━━━━━ Text provided ━━━━━
At this point, the issue has moved to the phase of a "national discussion," with the aim of deciding on the future direction of Japan's future energy policy by the end of August 2012, which took form in three main approaches: the public input system to broadly collect opinions and comments from the general public, public hearings that were held in 11 locations nationwide, and a new approach called a "deliberative poll."

Public comment systems have been used gathering people's opinions through the Internet, fax, postal mail, and so on, not only on energy policies but also when the government needed to decide on other important policies. However, most people are not aware that they have the opportunity to express their opinions during a public comment period, which means that their opinions are not taken into account. On particularly controversial policies where there is a range of sharply divided opinions, comments from the public tend to come mostly from either those in support or those opposed. For issues where the business world strongly opposes measures, such as the fight against global warming, some industry organizations have been criticized for submitting thousands of identically- worded letters to the government through the public comment system.

The initial deadline for public comment on energy policies was the end of July 2012, but it was extended to August 12 because of mounting complaints that one month was too short. Generally, a thousand submissions is considered a good level of response. This time, the government received over 80,000 responses, a clear sign of the high level of public interest in this issue.

Public hearings have been held in the past in many locations around the country, as part of the conventional process of policy discussion, but they have often been criticized as being nothing more than sessions to brief the public on pre-determined policies, rather than hearings aiming to incorporate public opinion into policies. Many sensed that the government had little intention of reflecting the voices of the people in policy making processes. One could say that because energy is a complex topic, the government typically determined its energy policies by listening to the experts and government officials, rather than to laypersons.

In response to the growing public interest, hearings on Japan's future energy policy were held in 11 locations around the country, including in Fukushima Prefecture where the disaster occurred at one of Tokyo Electric Power Company's nuclear power plants. At ten of the public hearings (all but Fukushima), a total of nine people were selected at random from among those registered to speak, but this number consisted of three persons each who had indicated they supported one of three nuclear energy mix scenarios for 2030 presented by the government: zero dependence on nuclear, 15-percent dependence, or 20 to 25 percent dependence.
━━━━━
**Aim A:** According to the passage on Japan's national energy discussion, how many responses did the government receive during the public comment period on energy policies?
**Aim B:** Using the passage on Japan's national energy discussion, explain why the deadline for public comment on energy policies was moved from its original date.
**Aim C:** Carry the passage on Japan's national energy discussion forward from its last sentence, keeping the same style.
━━━━━ Dataset rows ━━━━━
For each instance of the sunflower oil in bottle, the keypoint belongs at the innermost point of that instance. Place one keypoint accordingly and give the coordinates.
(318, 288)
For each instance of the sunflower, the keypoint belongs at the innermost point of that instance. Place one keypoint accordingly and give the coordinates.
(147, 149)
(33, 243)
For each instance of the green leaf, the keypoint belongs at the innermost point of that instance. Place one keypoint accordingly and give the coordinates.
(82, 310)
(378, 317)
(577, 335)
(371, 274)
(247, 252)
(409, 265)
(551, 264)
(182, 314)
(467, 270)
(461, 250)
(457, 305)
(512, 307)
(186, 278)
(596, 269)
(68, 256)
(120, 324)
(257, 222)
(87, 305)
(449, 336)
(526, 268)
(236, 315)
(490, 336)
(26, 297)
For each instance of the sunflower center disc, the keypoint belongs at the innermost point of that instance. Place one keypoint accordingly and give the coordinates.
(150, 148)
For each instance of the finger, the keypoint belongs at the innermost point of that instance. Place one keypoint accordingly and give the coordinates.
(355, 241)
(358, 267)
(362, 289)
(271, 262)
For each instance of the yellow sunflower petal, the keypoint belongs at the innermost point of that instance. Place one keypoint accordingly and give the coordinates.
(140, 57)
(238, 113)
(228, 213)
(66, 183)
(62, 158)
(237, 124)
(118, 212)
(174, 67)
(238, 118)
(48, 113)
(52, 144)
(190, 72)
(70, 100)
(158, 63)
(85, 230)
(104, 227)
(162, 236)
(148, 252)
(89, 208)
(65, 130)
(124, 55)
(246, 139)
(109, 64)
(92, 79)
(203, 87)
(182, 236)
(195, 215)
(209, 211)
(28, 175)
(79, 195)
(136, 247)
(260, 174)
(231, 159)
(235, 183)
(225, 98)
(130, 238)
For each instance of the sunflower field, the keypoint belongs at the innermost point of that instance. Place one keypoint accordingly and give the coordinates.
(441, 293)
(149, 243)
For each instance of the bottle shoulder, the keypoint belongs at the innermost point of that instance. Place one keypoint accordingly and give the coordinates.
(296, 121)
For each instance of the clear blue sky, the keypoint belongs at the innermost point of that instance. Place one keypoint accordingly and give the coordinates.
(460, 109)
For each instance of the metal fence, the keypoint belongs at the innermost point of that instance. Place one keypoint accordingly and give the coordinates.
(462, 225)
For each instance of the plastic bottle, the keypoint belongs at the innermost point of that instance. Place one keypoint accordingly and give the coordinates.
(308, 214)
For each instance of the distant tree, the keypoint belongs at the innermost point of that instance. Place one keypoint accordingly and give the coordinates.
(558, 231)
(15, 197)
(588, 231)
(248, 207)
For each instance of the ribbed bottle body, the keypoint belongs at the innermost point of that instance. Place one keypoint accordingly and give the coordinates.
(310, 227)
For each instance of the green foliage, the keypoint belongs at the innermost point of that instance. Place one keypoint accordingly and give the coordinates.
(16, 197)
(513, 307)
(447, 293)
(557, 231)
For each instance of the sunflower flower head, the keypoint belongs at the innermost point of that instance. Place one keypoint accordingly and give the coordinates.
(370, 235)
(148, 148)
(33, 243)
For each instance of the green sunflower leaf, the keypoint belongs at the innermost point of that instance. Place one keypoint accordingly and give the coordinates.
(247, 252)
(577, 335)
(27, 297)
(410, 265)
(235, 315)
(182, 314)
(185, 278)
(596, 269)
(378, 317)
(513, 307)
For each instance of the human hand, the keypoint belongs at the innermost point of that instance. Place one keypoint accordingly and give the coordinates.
━━━━━
**Exercise result A:** Over 80,000.

**Exercise result B:** The deadline was originally the end of July 2012. It was extended to August 12 because complaints mounted that one month was too short.

**Exercise result C:**
After a few public hearings, however, it turned out that 70 percent of the people who had registered to speak supported the option of zero- percent dependence on nuclear power. With this being the case, people realized that the chance of being selected to speak will vary greatly depending on which option they chose to support. In response to criticism, half way through the process, the government raised the total number of speakers per meeting from nine to 12 by mainly increasing the number of those representing the supporters for the zero-dependence option. The government also decided to take a more flexible approach, such as hearing opinions about the nuclear dependence ratio besides only the three options it presented.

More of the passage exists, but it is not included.